__WHAT THE EXERCISE ASKS__
Convert every line of the material below into a Markdown table with the columns Row and Line, numbering rows in order and omitting blank lines and the pictures.
# # #
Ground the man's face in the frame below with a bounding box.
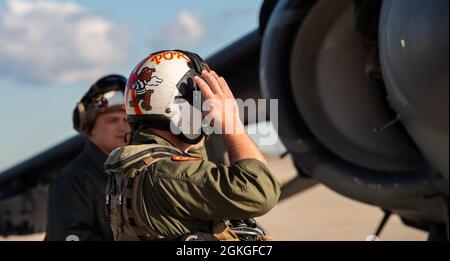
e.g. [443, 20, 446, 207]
[89, 108, 131, 154]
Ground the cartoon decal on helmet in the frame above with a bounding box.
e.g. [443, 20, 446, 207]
[130, 67, 163, 111]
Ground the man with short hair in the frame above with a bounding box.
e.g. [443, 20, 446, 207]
[105, 50, 280, 240]
[46, 75, 130, 240]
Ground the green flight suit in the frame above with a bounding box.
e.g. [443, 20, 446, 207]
[108, 133, 280, 236]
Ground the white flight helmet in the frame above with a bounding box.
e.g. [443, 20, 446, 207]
[125, 50, 209, 144]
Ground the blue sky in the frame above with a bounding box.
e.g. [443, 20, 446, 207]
[0, 0, 262, 170]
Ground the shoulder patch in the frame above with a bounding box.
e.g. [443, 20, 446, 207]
[171, 155, 202, 161]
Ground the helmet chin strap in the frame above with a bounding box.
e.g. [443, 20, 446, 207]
[175, 132, 206, 145]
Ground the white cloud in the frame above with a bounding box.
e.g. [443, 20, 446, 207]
[0, 0, 129, 84]
[158, 10, 206, 46]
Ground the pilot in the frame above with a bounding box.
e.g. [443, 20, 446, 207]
[105, 50, 280, 240]
[46, 75, 131, 241]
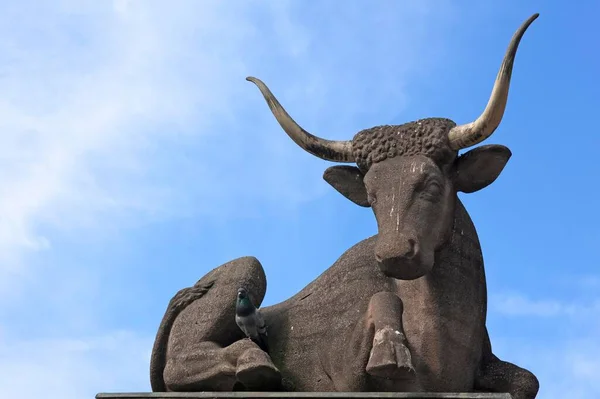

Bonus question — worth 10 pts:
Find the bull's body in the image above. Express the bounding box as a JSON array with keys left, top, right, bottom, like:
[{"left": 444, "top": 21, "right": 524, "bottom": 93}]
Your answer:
[
  {"left": 263, "top": 198, "right": 486, "bottom": 392},
  {"left": 151, "top": 15, "right": 538, "bottom": 399}
]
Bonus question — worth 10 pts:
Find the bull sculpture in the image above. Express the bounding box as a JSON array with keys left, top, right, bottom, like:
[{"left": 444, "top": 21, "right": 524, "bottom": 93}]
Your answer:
[{"left": 151, "top": 14, "right": 539, "bottom": 399}]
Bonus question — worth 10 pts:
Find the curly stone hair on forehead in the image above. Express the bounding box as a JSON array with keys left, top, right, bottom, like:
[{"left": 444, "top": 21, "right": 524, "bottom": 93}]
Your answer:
[{"left": 352, "top": 118, "right": 456, "bottom": 172}]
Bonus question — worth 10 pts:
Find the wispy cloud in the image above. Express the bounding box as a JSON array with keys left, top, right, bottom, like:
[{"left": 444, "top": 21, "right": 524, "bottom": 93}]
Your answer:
[
  {"left": 490, "top": 293, "right": 600, "bottom": 317},
  {"left": 0, "top": 331, "right": 152, "bottom": 399},
  {"left": 0, "top": 0, "right": 455, "bottom": 399}
]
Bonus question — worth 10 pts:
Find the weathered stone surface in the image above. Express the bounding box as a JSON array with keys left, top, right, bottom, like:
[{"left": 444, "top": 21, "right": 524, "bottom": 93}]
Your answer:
[
  {"left": 151, "top": 11, "right": 539, "bottom": 399},
  {"left": 96, "top": 392, "right": 511, "bottom": 399}
]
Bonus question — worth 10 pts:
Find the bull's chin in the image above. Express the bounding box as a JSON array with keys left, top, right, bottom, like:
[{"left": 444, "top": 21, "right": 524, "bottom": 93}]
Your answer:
[{"left": 377, "top": 258, "right": 433, "bottom": 280}]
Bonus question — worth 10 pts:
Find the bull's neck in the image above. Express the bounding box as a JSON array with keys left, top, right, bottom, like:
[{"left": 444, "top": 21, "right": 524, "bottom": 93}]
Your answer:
[{"left": 425, "top": 197, "right": 487, "bottom": 310}]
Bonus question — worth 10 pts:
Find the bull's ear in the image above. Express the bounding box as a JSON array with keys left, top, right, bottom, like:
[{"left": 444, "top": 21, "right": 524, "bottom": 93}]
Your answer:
[
  {"left": 454, "top": 144, "right": 512, "bottom": 193},
  {"left": 323, "top": 165, "right": 371, "bottom": 207}
]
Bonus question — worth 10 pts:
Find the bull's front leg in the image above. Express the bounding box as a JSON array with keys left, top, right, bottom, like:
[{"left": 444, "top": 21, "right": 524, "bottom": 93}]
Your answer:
[
  {"left": 475, "top": 328, "right": 540, "bottom": 399},
  {"left": 366, "top": 292, "right": 416, "bottom": 380},
  {"left": 164, "top": 339, "right": 281, "bottom": 392},
  {"left": 321, "top": 292, "right": 416, "bottom": 392}
]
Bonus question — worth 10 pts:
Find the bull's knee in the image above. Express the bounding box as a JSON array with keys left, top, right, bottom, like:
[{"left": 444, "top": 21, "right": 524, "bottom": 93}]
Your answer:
[
  {"left": 475, "top": 358, "right": 540, "bottom": 399},
  {"left": 367, "top": 291, "right": 404, "bottom": 332},
  {"left": 366, "top": 292, "right": 416, "bottom": 383}
]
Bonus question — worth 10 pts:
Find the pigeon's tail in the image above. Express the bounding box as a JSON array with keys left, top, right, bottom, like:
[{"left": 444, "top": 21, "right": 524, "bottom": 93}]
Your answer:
[{"left": 252, "top": 334, "right": 269, "bottom": 353}]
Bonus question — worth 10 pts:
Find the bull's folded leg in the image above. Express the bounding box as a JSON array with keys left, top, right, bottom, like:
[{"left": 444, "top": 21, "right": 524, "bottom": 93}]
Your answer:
[
  {"left": 164, "top": 339, "right": 281, "bottom": 392},
  {"left": 366, "top": 292, "right": 416, "bottom": 381},
  {"left": 475, "top": 333, "right": 540, "bottom": 399}
]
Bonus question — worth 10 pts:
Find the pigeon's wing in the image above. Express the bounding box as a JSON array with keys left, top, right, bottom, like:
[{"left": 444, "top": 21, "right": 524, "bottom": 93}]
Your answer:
[{"left": 256, "top": 310, "right": 267, "bottom": 336}]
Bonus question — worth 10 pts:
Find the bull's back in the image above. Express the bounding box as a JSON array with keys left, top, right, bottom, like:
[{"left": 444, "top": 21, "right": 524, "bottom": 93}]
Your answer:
[
  {"left": 397, "top": 198, "right": 487, "bottom": 392},
  {"left": 263, "top": 237, "right": 395, "bottom": 392}
]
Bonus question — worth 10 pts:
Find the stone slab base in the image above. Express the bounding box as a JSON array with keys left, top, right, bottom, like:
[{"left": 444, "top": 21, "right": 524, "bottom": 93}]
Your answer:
# # #
__RESULT__
| Row | Line |
|---|---|
| 1 | Ground the man's face in the frame below with a bounding box. |
| 2 | e.g. [443, 20, 446, 207] |
| 3 | [89, 108, 131, 154] |
| 4 | Ground the cartoon decal on helmet in the frame above with a bounding box. |
| 5 | e.g. [443, 20, 446, 207] |
| 6 | [130, 67, 163, 111] |
| 7 | Ground the man with short hair in the frame above with a bounding box. |
| 8 | e.g. [443, 20, 446, 207] |
| 9 | [105, 50, 280, 240] |
| 10 | [46, 75, 130, 240] |
| 11 | Ground the green flight suit in the frame above with a bounding box. |
| 12 | e.g. [443, 20, 446, 207] |
| 13 | [108, 133, 280, 236] |
| 14 | Ground the white flight helmet in the frame above with a bounding box. |
| 15 | e.g. [443, 20, 446, 207] |
| 16 | [125, 50, 209, 144] |
| 17 | Ground the blue sky in the frame above with a bounding box. |
| 18 | e.g. [443, 20, 446, 207] |
| 19 | [0, 0, 262, 170] |
| 20 | Ground the shoulder patch in the frame above with a bounding box. |
| 21 | e.g. [443, 20, 446, 207] |
| 22 | [171, 155, 202, 161] |
| 23 | Ground the helmet chin strap in the frame above with a bounding box. |
| 24 | e.g. [443, 20, 446, 207] |
| 25 | [175, 132, 206, 145] |
| 26 | Ground the white cloud in the frame above with a bounding box. |
| 27 | e.g. [443, 20, 446, 207] |
| 28 | [0, 0, 129, 84] |
| 29 | [158, 10, 206, 46] |
| 30 | Ground the pilot in the frame above with a bounding box. |
| 31 | e.g. [443, 20, 446, 207] |
| 32 | [105, 50, 280, 240] |
| 33 | [46, 75, 131, 241] |
| 34 | Bonus question — worth 10 pts: |
| 35 | Find the bull's body in the image above. Express the bounding box as a JSON array with keys left, top, right, bottom, like: |
| 36 | [{"left": 444, "top": 21, "right": 524, "bottom": 93}] |
| 37 | Your answer: |
| 38 | [ |
| 39 |   {"left": 263, "top": 198, "right": 486, "bottom": 392}, |
| 40 |   {"left": 151, "top": 15, "right": 538, "bottom": 399} |
| 41 | ] |
| 42 | Bonus question — worth 10 pts: |
| 43 | Find the bull sculpture in the image above. Express the bounding box as a JSON array with keys left, top, right, bottom, like: |
| 44 | [{"left": 444, "top": 21, "right": 524, "bottom": 93}] |
| 45 | Your answer: |
| 46 | [{"left": 151, "top": 14, "right": 539, "bottom": 399}] |
| 47 | Bonus question — worth 10 pts: |
| 48 | Find the curly stone hair on forehead in the image above. Express the bounding box as a JSON array with keys left, top, right, bottom, like: |
| 49 | [{"left": 444, "top": 21, "right": 524, "bottom": 93}] |
| 50 | Your answer: |
| 51 | [{"left": 352, "top": 118, "right": 456, "bottom": 172}] |
| 52 | Bonus question — worth 10 pts: |
| 53 | Find the wispy cloud in the image above. Express the bounding box as a JSON array with keys left, top, right, bottom, like: |
| 54 | [{"left": 444, "top": 21, "right": 524, "bottom": 93}] |
| 55 | Your answer: |
| 56 | [ |
| 57 |   {"left": 490, "top": 293, "right": 600, "bottom": 317}, |
| 58 |   {"left": 0, "top": 331, "right": 152, "bottom": 399}, |
| 59 |   {"left": 0, "top": 0, "right": 455, "bottom": 399} |
| 60 | ] |
| 61 | Bonus question — worth 10 pts: |
| 62 | Find the weathered stone surface in the image above. Express the bounding box as a JSON array with keys left, top, right, bottom, like: |
| 63 | [{"left": 444, "top": 21, "right": 524, "bottom": 93}] |
| 64 | Your answer: |
| 65 | [ |
| 66 |   {"left": 151, "top": 11, "right": 539, "bottom": 399}, |
| 67 |   {"left": 96, "top": 392, "right": 511, "bottom": 399} |
| 68 | ] |
| 69 | Bonus question — worth 10 pts: |
| 70 | Find the bull's chin in the image above. Express the bounding box as a JSON array with keys left, top, right, bottom, like: |
| 71 | [{"left": 444, "top": 21, "right": 524, "bottom": 93}] |
| 72 | Your answer: |
| 73 | [{"left": 377, "top": 258, "right": 433, "bottom": 280}] |
| 74 | Bonus question — worth 10 pts: |
| 75 | Find the bull's neck in the image above. Express the bounding box as a JSON array with keys left, top, right, bottom, like: |
| 76 | [{"left": 444, "top": 21, "right": 524, "bottom": 93}] |
| 77 | Your answer: |
| 78 | [{"left": 425, "top": 197, "right": 487, "bottom": 310}] |
| 79 | Bonus question — worth 10 pts: |
| 80 | Find the bull's ear in the image above. Express the bounding box as a JSON array with keys left, top, right, bottom, like: |
| 81 | [{"left": 444, "top": 21, "right": 524, "bottom": 93}] |
| 82 | Your answer: |
| 83 | [ |
| 84 |   {"left": 454, "top": 144, "right": 512, "bottom": 193}, |
| 85 |   {"left": 323, "top": 165, "right": 371, "bottom": 207} |
| 86 | ] |
| 87 | Bonus question — worth 10 pts: |
| 88 | Find the bull's front leg in the image above. Express the bounding box as a JSON array with keys left, top, right, bottom, like: |
| 89 | [{"left": 444, "top": 21, "right": 524, "bottom": 93}] |
| 90 | Your answer: |
| 91 | [ |
| 92 |   {"left": 475, "top": 328, "right": 540, "bottom": 399}, |
| 93 |   {"left": 366, "top": 292, "right": 416, "bottom": 380}, |
| 94 |   {"left": 164, "top": 339, "right": 281, "bottom": 392}, |
| 95 |   {"left": 321, "top": 292, "right": 416, "bottom": 392} |
| 96 | ] |
| 97 | Bonus question — worth 10 pts: |
| 98 | Find the bull's knee in the image above. Express the bounding box as a JSON array with keys left, top, right, bottom, like: |
| 99 | [{"left": 444, "top": 21, "right": 524, "bottom": 93}] |
| 100 | Your answer: |
| 101 | [ |
| 102 |   {"left": 475, "top": 358, "right": 540, "bottom": 399}, |
| 103 |   {"left": 367, "top": 291, "right": 404, "bottom": 332}, |
| 104 |   {"left": 366, "top": 292, "right": 416, "bottom": 383} |
| 105 | ] |
| 106 | Bonus question — worth 10 pts: |
| 107 | Find the pigeon's tail in the image above. Express the bounding box as a JSON array with keys left, top, right, bottom, like: |
| 108 | [{"left": 444, "top": 21, "right": 524, "bottom": 93}] |
| 109 | Your answer: |
| 110 | [{"left": 252, "top": 334, "right": 269, "bottom": 353}] |
| 111 | Bonus question — worth 10 pts: |
| 112 | Find the bull's folded leg in the image above. Express the bounding box as a JSON array with keys left, top, right, bottom, like: |
| 113 | [{"left": 444, "top": 21, "right": 524, "bottom": 93}] |
| 114 | Your answer: |
| 115 | [ |
| 116 |   {"left": 164, "top": 339, "right": 281, "bottom": 392}, |
| 117 |   {"left": 366, "top": 292, "right": 416, "bottom": 381}, |
| 118 |   {"left": 475, "top": 333, "right": 540, "bottom": 399} |
| 119 | ] |
| 120 | Bonus question — worth 10 pts: |
| 121 | Find the pigeon's wing in the image above. Express the bounding box as a JSON array with keys left, top, right, bottom, like: |
| 122 | [{"left": 444, "top": 21, "right": 524, "bottom": 93}] |
| 123 | Your answer: |
| 124 | [{"left": 256, "top": 310, "right": 267, "bottom": 336}] |
| 125 | Bonus question — worth 10 pts: |
| 126 | Find the bull's back in the image above. Express the bounding box as a JSON array with keys left, top, right, bottom, like: |
| 127 | [{"left": 444, "top": 21, "right": 524, "bottom": 93}] |
| 128 | Your answer: |
| 129 | [ |
| 130 |   {"left": 397, "top": 198, "right": 487, "bottom": 392}, |
| 131 |   {"left": 263, "top": 237, "right": 395, "bottom": 392} |
| 132 | ] |
| 133 | Bonus question — worth 10 pts: |
| 134 | Find the stone slab base in the image above. Express the bounding box as a JSON array with keys left, top, right, bottom, like: |
| 135 | [{"left": 444, "top": 21, "right": 524, "bottom": 93}] |
| 136 | Your answer: |